Dogwood (Cornus spp.) is a deciduous tree that has showy, four-petal flowers in early spring. The indigenous peoples of the boreal forest in Canada traditionally used Cornus stolonifera for diabetes or its complications. Elders of the Saanich and Cowichan Coast Salish people of the southern Vancouver Island used Cornus nuttallii bark to treat respiratory ailments.
There is limited human evidence about the use of dogwood for use in cancer and as an antioxidant. However, future studies may investigate these areas further. Dogwood has been studied with other herbs to see its effects on hormone levels in postmenopausal and infertile women, although currently, there is a lack of strong evidence for these conditions.
Cornus controversa, Cornus kousa, Cornus macrophylla, Cornus nuttallii, Cornus officinalis, Cornus officinalis Sieb et Zucc, Cornus officinalis Sieb. et Zuce, Cornus stolonifera, Cornus stolonifera Michx, dandi tablet, dogwood fruit, red-osier dogwood, zuo-gui-wan.

Dataset entries:
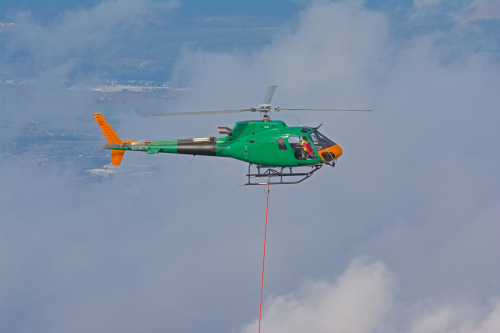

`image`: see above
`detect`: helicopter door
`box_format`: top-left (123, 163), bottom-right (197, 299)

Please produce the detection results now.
top-left (288, 136), bottom-right (316, 160)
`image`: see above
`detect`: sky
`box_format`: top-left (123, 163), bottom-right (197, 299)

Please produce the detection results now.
top-left (0, 0), bottom-right (500, 333)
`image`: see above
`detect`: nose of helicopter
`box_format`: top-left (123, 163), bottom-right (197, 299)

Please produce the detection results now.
top-left (319, 144), bottom-right (343, 162)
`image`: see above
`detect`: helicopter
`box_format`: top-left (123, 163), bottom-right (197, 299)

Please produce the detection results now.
top-left (94, 85), bottom-right (371, 185)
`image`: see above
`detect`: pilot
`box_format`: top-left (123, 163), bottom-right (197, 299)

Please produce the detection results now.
top-left (301, 138), bottom-right (314, 158)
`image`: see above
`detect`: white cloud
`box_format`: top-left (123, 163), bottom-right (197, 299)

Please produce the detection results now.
top-left (241, 258), bottom-right (395, 333)
top-left (240, 258), bottom-right (500, 333)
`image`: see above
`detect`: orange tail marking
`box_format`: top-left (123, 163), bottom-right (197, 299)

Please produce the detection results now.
top-left (94, 113), bottom-right (123, 143)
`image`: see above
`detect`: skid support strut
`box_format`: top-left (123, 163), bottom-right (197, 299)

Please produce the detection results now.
top-left (245, 163), bottom-right (323, 185)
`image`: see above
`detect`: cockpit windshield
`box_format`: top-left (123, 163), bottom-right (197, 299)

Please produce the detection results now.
top-left (309, 131), bottom-right (335, 151)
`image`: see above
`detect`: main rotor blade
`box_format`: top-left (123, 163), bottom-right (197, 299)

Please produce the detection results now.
top-left (262, 85), bottom-right (278, 104)
top-left (153, 108), bottom-right (255, 117)
top-left (277, 108), bottom-right (372, 112)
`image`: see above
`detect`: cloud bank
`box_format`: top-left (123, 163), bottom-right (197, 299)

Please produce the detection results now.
top-left (240, 258), bottom-right (500, 333)
top-left (0, 2), bottom-right (500, 332)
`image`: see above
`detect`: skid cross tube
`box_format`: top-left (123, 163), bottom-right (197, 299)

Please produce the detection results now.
top-left (245, 163), bottom-right (323, 185)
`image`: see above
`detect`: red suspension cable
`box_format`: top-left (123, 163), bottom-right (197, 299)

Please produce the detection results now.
top-left (259, 183), bottom-right (269, 333)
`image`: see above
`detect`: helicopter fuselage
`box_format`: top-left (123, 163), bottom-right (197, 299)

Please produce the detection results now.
top-left (100, 114), bottom-right (342, 167)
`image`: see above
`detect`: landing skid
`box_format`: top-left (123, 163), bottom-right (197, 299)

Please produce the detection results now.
top-left (245, 163), bottom-right (323, 185)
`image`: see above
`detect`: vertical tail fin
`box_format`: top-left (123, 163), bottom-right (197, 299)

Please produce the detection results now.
top-left (94, 113), bottom-right (129, 166)
top-left (111, 149), bottom-right (125, 166)
top-left (94, 113), bottom-right (123, 143)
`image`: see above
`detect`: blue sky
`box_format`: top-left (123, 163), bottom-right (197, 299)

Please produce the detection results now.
top-left (0, 0), bottom-right (500, 333)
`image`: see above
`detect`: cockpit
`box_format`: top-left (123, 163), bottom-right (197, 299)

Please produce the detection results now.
top-left (309, 130), bottom-right (342, 162)
top-left (288, 130), bottom-right (342, 163)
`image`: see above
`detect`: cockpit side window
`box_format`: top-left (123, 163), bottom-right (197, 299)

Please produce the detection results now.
top-left (309, 131), bottom-right (335, 151)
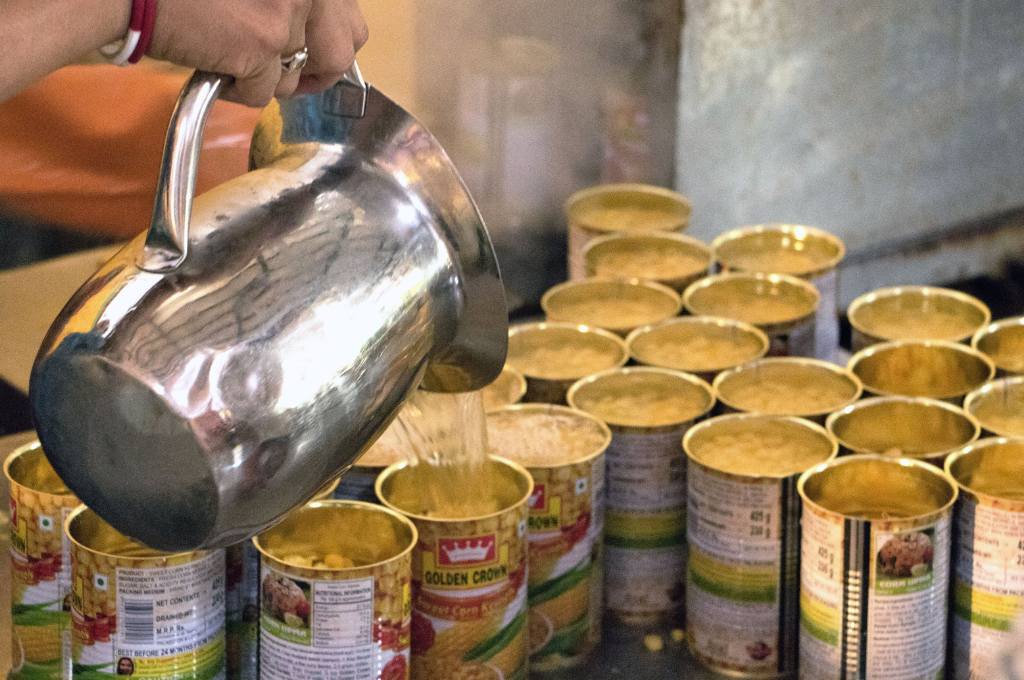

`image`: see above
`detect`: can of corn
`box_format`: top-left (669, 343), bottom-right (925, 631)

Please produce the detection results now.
top-left (847, 340), bottom-right (995, 403)
top-left (971, 316), bottom-right (1024, 375)
top-left (377, 457), bottom-right (534, 680)
top-left (253, 501), bottom-right (417, 680)
top-left (847, 286), bottom-right (992, 352)
top-left (583, 231), bottom-right (711, 293)
top-left (565, 184), bottom-right (691, 281)
top-left (480, 366), bottom-right (526, 411)
top-left (487, 405), bottom-right (611, 672)
top-left (3, 441), bottom-right (80, 678)
top-left (825, 396), bottom-right (981, 467)
top-left (714, 356), bottom-right (861, 423)
top-left (508, 324), bottom-right (629, 403)
top-left (65, 506), bottom-right (224, 680)
top-left (946, 438), bottom-right (1024, 680)
top-left (626, 316), bottom-right (769, 382)
top-left (712, 224), bottom-right (846, 360)
top-left (797, 455), bottom-right (957, 680)
top-left (964, 376), bottom-right (1024, 437)
top-left (224, 478), bottom-right (338, 680)
top-left (683, 414), bottom-right (837, 678)
top-left (568, 368), bottom-right (715, 625)
top-left (683, 272), bottom-right (820, 356)
top-left (541, 279), bottom-right (682, 337)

• TASK SET:
• 1. In the dogwood text, what did elders of the Saanich and Cowichan Coast Salish people use Cornus nuttallii bark to treat?
• 2. Continue the text about dogwood from where it stops.
None of the dataset entries are needed here.

• ANSWERS FOR THE EXERCISE:
• 1. Respiratory ailments.

• 2.
These uses have been tested in humans or animals. Safety and effectiveness have not always been proven. Some of these conditions are potentially serious, and should be evaluated by a qualified healthcare provider.
A traditional Chinese combination of herbs seems to have helped a woman with postmenopausal levels of follicle stimulating hormone and luteinizing hormone to become pregnant. Although this result is interesting, further research is needed in this area.
There is currently insufficient available evidence to recommend dogwood for or against the treatment of postmenopausal symptoms. More studies are needed in this area.